_Texte de référence_
**********

La loi du 19 juillet 2019 a apporté des précisions sur l’exercice du droit de vote des associés détenant des titres sociaux ayant fait l’objet d’un démembrement de propriété (nue-propriété/usufruit). Dans une position adoptée récemment, l’ANSA (Association Nationale des Sociétés par Actions) a commenté une partie du nouveau dispositif pour les sociétés anonymes.

La loi MOHAMED SOILIHI du 19 juillet 2019 a introduit une modification de l’article 1844 du code civil relatif aux droits des usufruitiers et nus propriétaires. Elle énonce qu’usufruitiers et nus propriétaires ont le droit de « participer » aux décisions collectives. Sauf que la notion de participation n’est pas définie. Il semble raisonnable d’en déduire que chacun a le droit d’être convoqué aux réunions des associés lorsque les décisions sont prises à l’occasion d’assemblées générales, quid en cas de décision adoptée sous une autre forme ? Mais rien n’est certain, rappelons que la Cour de cassation (3ème Chambre civile, arrêt du 15/09/2016) avait considéré qu’en l’absence de droit de vote il n’existait pas de droit à participer aux assemblées).

**********

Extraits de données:

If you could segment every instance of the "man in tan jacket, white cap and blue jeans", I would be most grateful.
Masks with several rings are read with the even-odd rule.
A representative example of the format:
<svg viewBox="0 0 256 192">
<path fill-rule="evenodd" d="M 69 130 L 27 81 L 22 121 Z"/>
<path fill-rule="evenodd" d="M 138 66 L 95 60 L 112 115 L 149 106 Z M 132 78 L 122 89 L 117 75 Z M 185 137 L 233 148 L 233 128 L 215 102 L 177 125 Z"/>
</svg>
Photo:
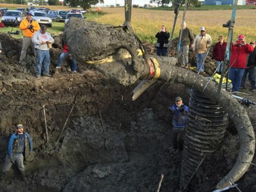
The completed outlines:
<svg viewBox="0 0 256 192">
<path fill-rule="evenodd" d="M 201 33 L 195 37 L 193 53 L 196 53 L 196 70 L 204 72 L 204 61 L 207 52 L 212 45 L 212 38 L 209 34 L 206 34 L 205 27 L 201 27 Z"/>
</svg>

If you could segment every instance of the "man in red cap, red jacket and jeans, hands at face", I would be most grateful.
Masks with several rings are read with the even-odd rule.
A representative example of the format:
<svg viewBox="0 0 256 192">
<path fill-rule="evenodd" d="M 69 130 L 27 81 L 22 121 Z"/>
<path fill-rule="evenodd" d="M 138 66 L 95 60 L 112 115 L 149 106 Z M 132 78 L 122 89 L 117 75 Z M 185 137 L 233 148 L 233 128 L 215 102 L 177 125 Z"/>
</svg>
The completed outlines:
<svg viewBox="0 0 256 192">
<path fill-rule="evenodd" d="M 229 63 L 229 76 L 232 81 L 232 91 L 239 91 L 241 80 L 246 68 L 247 54 L 253 52 L 253 47 L 245 44 L 244 35 L 239 35 L 236 44 L 232 44 L 231 58 Z"/>
</svg>

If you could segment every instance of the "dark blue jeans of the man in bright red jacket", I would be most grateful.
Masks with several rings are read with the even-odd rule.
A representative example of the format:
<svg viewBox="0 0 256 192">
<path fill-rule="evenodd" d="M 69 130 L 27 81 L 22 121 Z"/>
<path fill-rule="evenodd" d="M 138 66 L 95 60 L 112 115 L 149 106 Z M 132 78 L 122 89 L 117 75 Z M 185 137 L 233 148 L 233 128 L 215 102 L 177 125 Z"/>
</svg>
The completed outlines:
<svg viewBox="0 0 256 192">
<path fill-rule="evenodd" d="M 232 91 L 239 91 L 244 69 L 231 67 L 229 69 L 228 78 L 232 81 Z"/>
</svg>

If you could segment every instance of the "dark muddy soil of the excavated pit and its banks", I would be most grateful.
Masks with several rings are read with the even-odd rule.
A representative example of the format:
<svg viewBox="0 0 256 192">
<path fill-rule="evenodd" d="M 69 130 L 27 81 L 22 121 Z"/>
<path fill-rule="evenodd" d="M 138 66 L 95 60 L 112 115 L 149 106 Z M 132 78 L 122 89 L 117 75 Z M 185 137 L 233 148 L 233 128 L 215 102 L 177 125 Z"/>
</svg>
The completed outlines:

**********

_Exploiter les informations_
#1 Selon le texte sur la loi du 19 juillet 2019, quel article du code civil cette loi a-t-elle modifié ?
#2 Poursuivez le texte sur les droits des usufruitiers et nus propriétaires après sa dernière phrase.

_Réponses par tâche_
#1 L'article 1844 du code civil, relatif aux droits des usufruitiers et nus propriétaires.

#2
En matière de droit de vote, l’article 1844 alinéa 3 précise que « Le droit de vote appartient au nu-propriétaire, sauf pour les décisions concernant l’affectation des bénéfices, où il est réservé à l’usufruitier. Toutefois, pour les autres décisions, le nu-propriétaire et l’usufruitier peuvent convenir que le droit de vote sera exercé par l’usufruitier. »

Cet alinéa soulève plusieurs interrogations, en particulier celle qui nous intéresse ici, qui consiste à se demander s’il est applicable à toutes les formes de sociétés ?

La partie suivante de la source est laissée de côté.